PROVIDED RECORDS
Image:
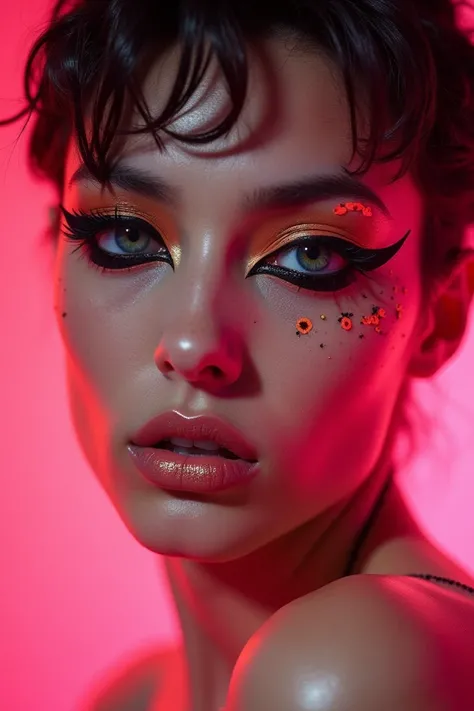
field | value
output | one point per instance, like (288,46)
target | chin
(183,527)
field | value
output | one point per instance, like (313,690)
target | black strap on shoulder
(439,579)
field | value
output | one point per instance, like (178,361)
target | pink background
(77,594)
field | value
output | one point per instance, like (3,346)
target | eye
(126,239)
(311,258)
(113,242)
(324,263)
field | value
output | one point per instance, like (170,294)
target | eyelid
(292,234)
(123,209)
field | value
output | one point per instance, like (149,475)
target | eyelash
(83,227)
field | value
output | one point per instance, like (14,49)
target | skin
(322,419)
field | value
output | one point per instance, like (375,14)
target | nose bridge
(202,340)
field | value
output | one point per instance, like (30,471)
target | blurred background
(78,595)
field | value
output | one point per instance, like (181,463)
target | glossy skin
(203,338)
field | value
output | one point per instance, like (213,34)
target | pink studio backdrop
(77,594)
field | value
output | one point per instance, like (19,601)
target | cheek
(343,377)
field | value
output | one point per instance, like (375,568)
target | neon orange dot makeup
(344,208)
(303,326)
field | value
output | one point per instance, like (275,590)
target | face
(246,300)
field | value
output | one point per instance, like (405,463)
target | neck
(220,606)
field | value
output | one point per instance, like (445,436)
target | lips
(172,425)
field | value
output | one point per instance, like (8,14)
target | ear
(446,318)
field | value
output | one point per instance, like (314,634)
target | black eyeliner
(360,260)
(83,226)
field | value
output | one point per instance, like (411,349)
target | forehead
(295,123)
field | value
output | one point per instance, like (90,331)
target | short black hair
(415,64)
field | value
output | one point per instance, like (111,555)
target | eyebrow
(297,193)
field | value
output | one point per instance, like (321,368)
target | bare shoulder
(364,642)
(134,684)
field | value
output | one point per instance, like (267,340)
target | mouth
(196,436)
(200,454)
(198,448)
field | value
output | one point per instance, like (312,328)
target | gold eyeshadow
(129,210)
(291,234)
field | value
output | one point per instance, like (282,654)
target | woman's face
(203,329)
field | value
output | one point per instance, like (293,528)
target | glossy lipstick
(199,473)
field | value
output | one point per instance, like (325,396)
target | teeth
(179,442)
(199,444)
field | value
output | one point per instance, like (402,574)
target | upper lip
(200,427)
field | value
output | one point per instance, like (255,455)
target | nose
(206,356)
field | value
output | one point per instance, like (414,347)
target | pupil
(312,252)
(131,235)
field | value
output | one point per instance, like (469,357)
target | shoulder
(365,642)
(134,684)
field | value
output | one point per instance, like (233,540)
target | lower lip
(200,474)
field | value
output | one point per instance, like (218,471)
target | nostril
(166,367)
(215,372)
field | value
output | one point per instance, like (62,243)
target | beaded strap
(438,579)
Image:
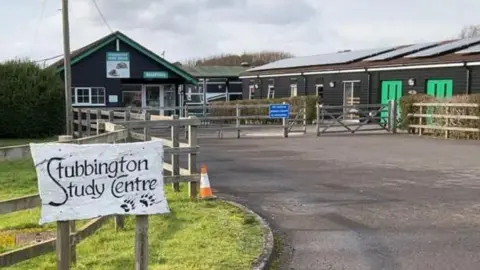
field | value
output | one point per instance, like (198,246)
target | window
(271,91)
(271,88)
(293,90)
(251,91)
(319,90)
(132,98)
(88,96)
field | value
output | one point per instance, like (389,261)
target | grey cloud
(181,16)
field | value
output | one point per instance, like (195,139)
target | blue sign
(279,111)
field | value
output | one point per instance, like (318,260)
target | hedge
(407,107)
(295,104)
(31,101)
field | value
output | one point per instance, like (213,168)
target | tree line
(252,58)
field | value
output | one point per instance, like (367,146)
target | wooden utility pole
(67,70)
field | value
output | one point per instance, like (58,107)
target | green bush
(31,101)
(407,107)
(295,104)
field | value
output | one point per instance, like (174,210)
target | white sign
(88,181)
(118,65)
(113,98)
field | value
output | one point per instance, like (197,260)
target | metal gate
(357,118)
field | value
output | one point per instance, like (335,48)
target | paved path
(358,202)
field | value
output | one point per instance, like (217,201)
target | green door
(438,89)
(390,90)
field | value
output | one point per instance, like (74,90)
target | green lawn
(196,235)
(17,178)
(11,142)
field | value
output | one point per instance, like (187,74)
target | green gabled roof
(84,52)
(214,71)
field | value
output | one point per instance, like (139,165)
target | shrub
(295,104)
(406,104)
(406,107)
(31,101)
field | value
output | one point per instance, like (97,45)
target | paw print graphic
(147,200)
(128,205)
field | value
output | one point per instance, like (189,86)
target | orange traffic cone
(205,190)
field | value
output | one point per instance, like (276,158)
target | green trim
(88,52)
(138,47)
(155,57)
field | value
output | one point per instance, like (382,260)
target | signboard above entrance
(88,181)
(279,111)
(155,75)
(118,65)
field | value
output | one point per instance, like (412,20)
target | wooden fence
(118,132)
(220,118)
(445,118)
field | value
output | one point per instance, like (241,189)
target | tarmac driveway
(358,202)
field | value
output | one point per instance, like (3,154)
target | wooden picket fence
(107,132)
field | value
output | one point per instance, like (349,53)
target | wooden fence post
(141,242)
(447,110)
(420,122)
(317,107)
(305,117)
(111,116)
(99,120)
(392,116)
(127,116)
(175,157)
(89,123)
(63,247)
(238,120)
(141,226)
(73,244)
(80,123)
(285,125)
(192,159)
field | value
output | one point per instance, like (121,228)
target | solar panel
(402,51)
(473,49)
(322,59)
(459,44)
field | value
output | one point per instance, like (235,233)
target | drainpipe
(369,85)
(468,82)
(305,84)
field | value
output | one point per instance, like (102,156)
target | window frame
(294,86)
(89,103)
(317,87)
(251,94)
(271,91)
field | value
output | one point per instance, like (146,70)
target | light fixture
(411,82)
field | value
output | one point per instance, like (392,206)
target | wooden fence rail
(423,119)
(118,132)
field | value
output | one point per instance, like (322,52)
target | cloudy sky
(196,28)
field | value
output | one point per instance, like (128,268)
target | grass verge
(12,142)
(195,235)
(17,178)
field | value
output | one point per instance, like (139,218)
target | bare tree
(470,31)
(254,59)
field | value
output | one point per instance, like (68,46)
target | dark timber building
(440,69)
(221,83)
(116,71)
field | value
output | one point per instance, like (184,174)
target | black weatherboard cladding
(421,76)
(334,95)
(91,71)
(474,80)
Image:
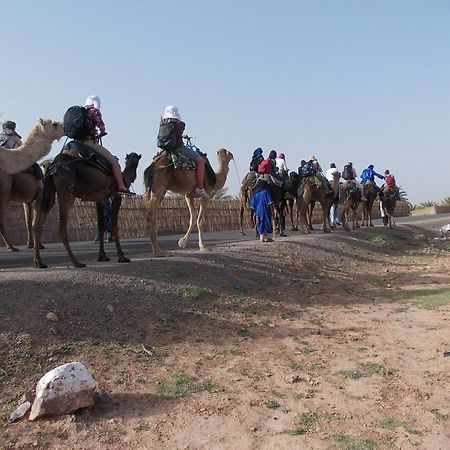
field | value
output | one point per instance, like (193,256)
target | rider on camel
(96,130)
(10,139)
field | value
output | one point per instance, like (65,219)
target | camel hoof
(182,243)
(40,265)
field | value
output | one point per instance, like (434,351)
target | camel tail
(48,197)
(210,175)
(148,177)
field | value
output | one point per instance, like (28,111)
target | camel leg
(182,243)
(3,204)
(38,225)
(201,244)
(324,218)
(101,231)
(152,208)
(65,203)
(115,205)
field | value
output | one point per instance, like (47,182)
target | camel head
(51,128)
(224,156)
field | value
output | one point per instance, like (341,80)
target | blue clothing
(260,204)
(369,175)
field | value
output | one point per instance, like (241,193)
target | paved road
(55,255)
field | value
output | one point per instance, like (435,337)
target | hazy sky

ACTIVITY
Both ends included, copy word for word the lines from the top of the entries above through the line with "output | one point per instance, like (3,346)". No pictures.

RESULT
Image:
field | value
output | one point per instance, like (288,46)
target | chin
(183,527)
field | value
output | one point per instance, like (313,690)
target | black strap on shoulder
(439,579)
field | value
output | one point per instance, like (178,361)
target | pink background
(77,594)
field | value
output | one point per instance, like (3,346)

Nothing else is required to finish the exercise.